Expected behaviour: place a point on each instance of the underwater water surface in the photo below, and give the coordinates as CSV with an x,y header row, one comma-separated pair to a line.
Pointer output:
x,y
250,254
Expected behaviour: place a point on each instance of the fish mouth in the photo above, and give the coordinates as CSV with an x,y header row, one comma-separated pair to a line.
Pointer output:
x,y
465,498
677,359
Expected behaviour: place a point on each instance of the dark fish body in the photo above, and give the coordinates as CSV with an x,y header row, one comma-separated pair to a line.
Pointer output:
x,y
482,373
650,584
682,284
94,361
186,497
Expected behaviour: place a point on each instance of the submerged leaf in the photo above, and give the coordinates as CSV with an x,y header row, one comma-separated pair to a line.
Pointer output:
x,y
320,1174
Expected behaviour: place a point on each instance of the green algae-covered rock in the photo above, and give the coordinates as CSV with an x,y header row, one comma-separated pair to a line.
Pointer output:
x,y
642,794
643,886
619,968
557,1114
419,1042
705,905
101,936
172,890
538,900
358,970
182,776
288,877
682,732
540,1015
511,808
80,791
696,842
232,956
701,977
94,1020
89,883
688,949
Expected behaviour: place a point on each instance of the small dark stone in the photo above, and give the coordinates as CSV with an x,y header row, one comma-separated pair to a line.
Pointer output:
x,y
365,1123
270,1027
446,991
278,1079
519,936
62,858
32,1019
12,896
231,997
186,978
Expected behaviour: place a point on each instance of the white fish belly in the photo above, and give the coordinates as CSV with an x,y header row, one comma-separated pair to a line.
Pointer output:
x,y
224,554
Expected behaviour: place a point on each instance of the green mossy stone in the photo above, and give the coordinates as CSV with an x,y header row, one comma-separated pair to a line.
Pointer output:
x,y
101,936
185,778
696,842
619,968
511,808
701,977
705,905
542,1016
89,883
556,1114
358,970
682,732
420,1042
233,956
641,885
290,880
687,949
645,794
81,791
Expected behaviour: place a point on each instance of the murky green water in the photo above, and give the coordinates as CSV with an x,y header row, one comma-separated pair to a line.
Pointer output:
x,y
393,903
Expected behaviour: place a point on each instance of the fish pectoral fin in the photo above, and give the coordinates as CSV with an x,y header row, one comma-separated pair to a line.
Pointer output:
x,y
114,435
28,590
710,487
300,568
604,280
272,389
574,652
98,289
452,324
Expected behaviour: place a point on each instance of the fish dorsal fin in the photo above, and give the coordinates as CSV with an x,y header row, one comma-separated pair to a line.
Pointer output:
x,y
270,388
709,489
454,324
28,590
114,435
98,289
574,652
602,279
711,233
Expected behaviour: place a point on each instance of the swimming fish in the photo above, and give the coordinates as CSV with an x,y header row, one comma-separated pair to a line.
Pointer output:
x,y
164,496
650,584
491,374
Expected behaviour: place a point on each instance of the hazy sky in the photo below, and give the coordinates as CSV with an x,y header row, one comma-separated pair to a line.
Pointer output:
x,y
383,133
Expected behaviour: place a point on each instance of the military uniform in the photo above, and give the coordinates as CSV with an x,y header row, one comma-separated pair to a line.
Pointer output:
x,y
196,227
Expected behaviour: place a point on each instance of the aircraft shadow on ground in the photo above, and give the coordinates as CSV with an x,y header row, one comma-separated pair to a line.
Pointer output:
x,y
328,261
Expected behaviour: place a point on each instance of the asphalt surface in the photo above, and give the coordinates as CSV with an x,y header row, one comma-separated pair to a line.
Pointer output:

• • • •

→ **WHAT IS EXPECTED**: Echo verbatim every line from the one containing "of the aircraft" down to the final line above, including both ends.

→ **WRITTEN REPLY**:
Expected behaviour: place a point on each instance of the aircraft shadow on ground in the photo above, and give the coordinates as CSV with an x,y header row, one comma-separated pair to a line.
Pointer output:
x,y
328,261
Expected behaviour: place a point on each instance of the asphalt surface in the photo above, and give the coordinates as CSV with an x,y header row, one comma-separated pair to a line.
Pointer output:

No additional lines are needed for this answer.